### The request
Write out each of the rows below verbatim, line by line, and omit the pictures from your answer.

---------- Supplied entries

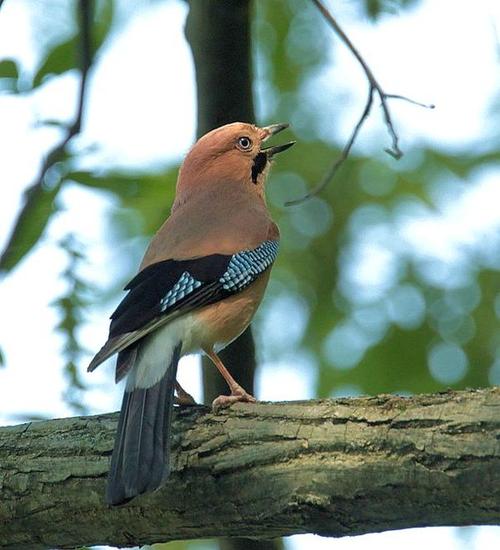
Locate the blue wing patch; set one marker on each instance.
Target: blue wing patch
(181, 285)
(245, 266)
(184, 286)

--------------------

### Exercise result
Locate the blue wing patch; set one marker on each instance.
Target: blue wing patch
(181, 285)
(245, 266)
(184, 286)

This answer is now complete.